_Directions:_ Pictures are to be omitted; everything else in the data must be transcribed exactly.

BEGIN

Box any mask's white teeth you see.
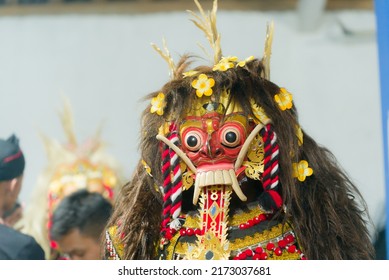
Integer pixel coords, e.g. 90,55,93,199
222,170,232,185
199,172,207,187
205,171,215,186
229,169,247,201
214,170,224,185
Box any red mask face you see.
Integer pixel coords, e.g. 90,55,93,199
180,112,249,171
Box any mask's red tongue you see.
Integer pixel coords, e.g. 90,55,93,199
200,185,230,238
192,184,231,259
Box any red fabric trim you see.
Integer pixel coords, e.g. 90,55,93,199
3,150,22,163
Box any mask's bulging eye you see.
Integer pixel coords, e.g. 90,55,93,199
184,131,203,151
221,127,241,148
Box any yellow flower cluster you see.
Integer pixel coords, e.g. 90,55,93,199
212,56,237,71
187,55,257,98
212,56,255,71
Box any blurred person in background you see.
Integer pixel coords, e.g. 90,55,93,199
0,134,45,260
50,189,112,260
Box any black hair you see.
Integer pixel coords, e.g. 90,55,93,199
50,189,112,241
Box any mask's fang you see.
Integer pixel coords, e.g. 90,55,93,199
156,134,197,174
229,169,247,201
234,120,270,171
193,172,202,205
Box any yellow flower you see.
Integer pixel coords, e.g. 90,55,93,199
237,56,255,67
191,74,215,97
274,87,293,111
183,70,198,78
150,92,166,116
212,57,237,72
292,160,313,182
222,56,238,62
296,125,303,146
213,61,234,72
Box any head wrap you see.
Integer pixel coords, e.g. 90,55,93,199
0,135,25,181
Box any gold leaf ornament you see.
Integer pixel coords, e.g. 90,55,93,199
180,161,194,190
243,134,264,180
183,231,230,260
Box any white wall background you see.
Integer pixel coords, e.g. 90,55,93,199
0,9,384,235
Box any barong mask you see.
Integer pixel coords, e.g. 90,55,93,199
105,0,374,261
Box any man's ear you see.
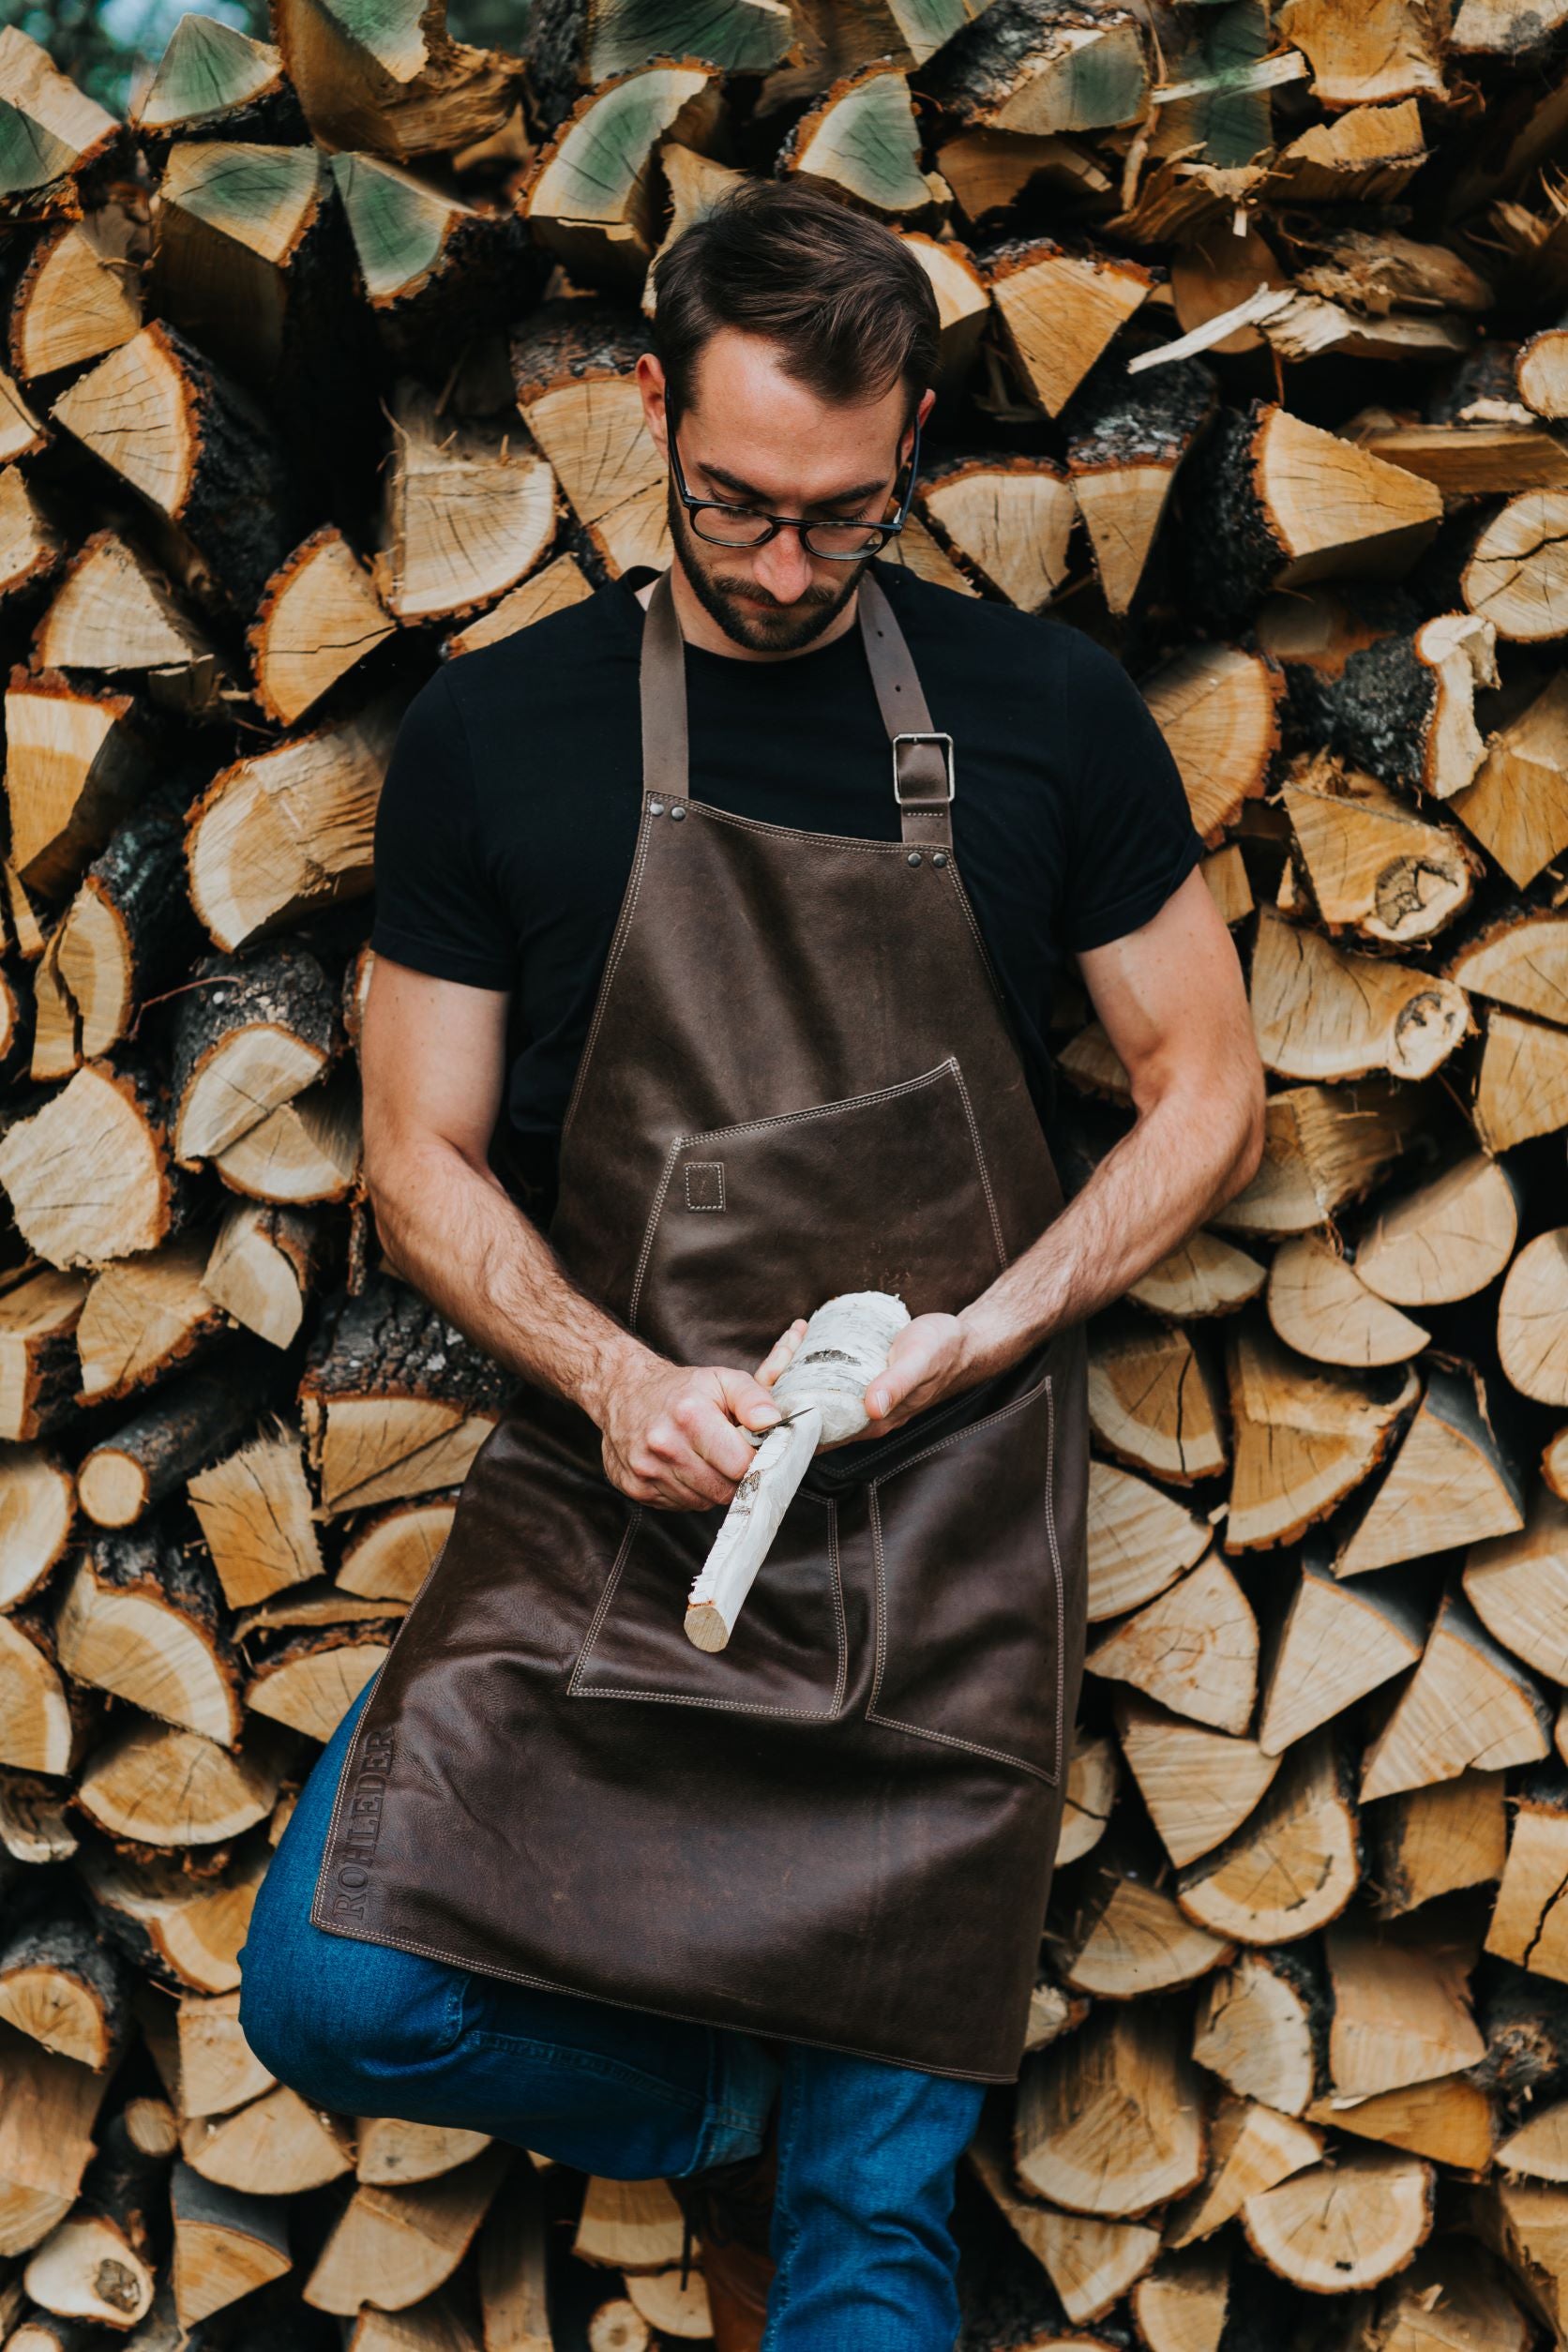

END

_Result:_
Box any mask's white teeth you see.
Integer pixel coords, e.g. 90,55,93,199
222,170,232,185
199,172,207,187
205,171,215,186
229,169,247,201
214,170,224,185
Box any red mask face you see.
Integer pixel coords, e.g. 90,55,93,199
180,112,249,171
Box any mask's red tongue you see.
Integer pixel coords, e.g. 90,55,93,199
200,185,230,238
192,184,231,259
Box any red fabric trim you see.
Integer pixel coords, e.g. 90,55,93,199
3,150,22,163
Box any mask's bulging eye you see.
Integer pixel coords, e.g. 90,55,93,199
184,131,203,151
221,127,241,148
Box any yellow flower cluster you see.
Integer pixel coords, e.g. 90,55,93,199
212,56,237,71
187,55,257,98
212,56,255,71
Box any blurred person in background you see.
Integer pixel coords, e.g. 90,55,93,199
0,134,45,260
50,189,112,260
Box any black hair you see.
Integer pixel coords, e.g. 90,55,93,199
50,189,112,241
Box any mask's fang you see.
Integer pixel coords, e.g. 90,55,93,199
156,134,197,174
229,169,247,201
234,120,270,171
193,172,202,205
Box any yellow flower you see.
Integer pixel coords, e.g. 90,55,93,199
237,56,255,67
191,74,215,97
274,87,293,111
183,70,198,78
150,92,166,116
212,57,237,72
292,160,313,182
222,56,238,62
296,125,303,146
213,61,234,72
Box any head wrap you see.
Integer pixel coords, e.g. 90,55,93,199
0,135,25,181
Box any gold leaf ornament you see.
Integer pixel coords, e.g. 90,55,93,199
180,161,194,190
243,134,264,180
183,231,230,260
Box any white wall background you see.
Integer pixel coords, e.g. 90,55,93,199
0,9,384,235
Box any barong mask you see.
Integer pixel coords, e.g. 90,55,93,199
105,0,374,261
Box any man's ear you see.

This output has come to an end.